Set task — Find each line in the records below that contains the word "stem", and copy those lines out in full.

Data provided —
────────────────────
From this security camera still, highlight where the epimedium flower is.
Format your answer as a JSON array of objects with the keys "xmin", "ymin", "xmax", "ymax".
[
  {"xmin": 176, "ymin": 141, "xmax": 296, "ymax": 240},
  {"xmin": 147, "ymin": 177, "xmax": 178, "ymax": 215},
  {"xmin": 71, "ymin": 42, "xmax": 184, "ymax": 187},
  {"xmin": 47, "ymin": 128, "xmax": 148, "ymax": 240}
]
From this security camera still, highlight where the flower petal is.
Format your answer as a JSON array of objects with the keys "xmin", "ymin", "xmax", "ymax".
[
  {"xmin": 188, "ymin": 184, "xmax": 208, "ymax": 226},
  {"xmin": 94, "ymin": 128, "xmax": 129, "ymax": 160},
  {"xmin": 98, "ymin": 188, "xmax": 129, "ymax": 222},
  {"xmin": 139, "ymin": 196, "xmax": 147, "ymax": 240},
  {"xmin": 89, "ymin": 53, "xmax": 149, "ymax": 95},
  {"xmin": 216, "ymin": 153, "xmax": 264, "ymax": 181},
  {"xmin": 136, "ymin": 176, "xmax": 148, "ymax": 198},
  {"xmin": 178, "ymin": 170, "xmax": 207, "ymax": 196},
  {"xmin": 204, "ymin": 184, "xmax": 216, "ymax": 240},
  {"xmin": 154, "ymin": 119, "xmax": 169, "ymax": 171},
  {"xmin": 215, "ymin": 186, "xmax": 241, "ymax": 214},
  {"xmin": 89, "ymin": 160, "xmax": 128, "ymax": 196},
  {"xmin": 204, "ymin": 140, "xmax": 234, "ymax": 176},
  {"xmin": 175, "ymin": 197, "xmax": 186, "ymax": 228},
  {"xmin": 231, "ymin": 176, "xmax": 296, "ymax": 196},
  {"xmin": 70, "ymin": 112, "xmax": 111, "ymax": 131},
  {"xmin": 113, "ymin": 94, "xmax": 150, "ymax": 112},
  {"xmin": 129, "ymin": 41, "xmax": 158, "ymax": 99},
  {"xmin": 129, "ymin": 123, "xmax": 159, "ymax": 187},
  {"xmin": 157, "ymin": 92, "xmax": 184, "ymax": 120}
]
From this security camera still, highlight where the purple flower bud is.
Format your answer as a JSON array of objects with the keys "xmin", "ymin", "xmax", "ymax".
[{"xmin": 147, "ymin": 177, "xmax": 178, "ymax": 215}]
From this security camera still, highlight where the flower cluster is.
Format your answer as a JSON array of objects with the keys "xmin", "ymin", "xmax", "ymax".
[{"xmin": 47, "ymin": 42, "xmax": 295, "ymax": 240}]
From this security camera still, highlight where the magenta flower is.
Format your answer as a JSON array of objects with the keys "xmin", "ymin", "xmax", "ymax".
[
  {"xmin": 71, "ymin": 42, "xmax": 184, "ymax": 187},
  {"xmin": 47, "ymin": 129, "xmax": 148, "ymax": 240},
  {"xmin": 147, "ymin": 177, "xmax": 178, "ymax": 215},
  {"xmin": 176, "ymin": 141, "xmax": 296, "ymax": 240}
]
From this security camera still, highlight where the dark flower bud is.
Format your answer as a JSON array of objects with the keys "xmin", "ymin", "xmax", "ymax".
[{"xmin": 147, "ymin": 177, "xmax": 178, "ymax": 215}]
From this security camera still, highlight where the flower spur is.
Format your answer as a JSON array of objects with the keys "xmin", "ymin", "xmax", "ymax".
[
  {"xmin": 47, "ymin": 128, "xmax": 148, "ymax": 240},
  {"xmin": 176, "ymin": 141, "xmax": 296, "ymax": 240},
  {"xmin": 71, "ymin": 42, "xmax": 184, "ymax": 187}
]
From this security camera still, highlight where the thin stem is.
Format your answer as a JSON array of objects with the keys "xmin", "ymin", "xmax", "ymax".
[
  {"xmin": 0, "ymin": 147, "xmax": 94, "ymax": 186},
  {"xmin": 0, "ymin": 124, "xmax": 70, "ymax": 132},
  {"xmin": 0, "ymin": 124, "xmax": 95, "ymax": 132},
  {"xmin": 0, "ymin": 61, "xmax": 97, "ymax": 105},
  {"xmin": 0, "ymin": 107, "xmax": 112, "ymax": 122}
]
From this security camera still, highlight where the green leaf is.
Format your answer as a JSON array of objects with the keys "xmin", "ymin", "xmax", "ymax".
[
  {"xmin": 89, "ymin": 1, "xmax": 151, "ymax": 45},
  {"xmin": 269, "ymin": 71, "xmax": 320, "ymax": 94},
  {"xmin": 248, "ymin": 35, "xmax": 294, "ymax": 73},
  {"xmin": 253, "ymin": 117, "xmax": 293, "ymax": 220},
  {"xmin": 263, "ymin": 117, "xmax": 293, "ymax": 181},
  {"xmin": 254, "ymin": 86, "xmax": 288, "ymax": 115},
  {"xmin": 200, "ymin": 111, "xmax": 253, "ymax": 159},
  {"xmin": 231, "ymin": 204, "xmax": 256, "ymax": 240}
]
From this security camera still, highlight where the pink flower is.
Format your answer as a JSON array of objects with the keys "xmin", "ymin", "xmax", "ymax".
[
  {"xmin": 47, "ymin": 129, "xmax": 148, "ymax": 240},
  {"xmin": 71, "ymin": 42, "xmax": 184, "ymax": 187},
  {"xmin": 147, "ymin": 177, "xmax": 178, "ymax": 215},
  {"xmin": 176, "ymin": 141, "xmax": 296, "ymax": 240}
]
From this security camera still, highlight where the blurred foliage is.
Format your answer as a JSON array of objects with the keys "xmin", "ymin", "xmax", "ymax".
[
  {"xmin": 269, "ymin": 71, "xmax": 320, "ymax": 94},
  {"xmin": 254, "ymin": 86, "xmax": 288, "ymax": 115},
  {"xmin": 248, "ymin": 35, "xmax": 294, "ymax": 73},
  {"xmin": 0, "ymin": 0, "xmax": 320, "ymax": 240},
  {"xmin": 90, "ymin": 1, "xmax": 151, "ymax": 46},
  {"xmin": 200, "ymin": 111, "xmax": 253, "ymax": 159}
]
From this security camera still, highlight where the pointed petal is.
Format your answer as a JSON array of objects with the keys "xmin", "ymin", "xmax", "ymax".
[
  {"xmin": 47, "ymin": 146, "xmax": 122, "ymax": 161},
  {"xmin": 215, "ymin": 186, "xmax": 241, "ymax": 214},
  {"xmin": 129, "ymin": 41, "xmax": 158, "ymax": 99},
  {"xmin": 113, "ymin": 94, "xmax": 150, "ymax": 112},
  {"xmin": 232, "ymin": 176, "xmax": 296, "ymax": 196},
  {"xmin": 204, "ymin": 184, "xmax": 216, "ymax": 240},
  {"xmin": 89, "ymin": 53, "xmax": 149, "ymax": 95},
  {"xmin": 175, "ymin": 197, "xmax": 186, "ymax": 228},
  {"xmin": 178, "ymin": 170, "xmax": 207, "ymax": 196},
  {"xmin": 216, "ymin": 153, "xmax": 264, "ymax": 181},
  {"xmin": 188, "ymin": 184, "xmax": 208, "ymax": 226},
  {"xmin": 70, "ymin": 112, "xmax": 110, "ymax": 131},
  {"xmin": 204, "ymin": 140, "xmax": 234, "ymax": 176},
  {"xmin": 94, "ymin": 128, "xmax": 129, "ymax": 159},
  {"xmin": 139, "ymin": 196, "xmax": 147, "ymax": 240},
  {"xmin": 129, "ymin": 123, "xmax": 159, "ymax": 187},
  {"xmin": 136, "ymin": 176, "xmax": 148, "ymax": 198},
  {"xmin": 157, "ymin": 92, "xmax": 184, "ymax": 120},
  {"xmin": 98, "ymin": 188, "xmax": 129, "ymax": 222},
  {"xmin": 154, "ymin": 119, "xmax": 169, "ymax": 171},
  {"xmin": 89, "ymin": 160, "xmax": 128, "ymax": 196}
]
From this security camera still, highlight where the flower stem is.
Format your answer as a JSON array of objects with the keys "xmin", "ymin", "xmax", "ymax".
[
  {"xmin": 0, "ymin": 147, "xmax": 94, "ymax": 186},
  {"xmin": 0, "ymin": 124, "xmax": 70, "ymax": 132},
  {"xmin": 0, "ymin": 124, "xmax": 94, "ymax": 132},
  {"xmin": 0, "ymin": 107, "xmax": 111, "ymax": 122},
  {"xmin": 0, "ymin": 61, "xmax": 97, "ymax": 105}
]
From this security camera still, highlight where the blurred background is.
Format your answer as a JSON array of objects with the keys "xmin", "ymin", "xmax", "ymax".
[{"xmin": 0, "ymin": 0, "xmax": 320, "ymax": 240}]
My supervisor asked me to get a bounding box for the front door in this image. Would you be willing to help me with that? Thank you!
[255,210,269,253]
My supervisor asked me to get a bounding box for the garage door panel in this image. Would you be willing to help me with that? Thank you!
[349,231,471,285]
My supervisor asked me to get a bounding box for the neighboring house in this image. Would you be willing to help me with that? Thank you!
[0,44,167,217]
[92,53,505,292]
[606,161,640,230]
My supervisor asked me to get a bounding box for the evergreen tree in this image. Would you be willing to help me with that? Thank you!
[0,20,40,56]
────────────────────
Task solution —
From this security camera still, highlight where the thin stem is.
From this security camera still, highlight where the flower stem is.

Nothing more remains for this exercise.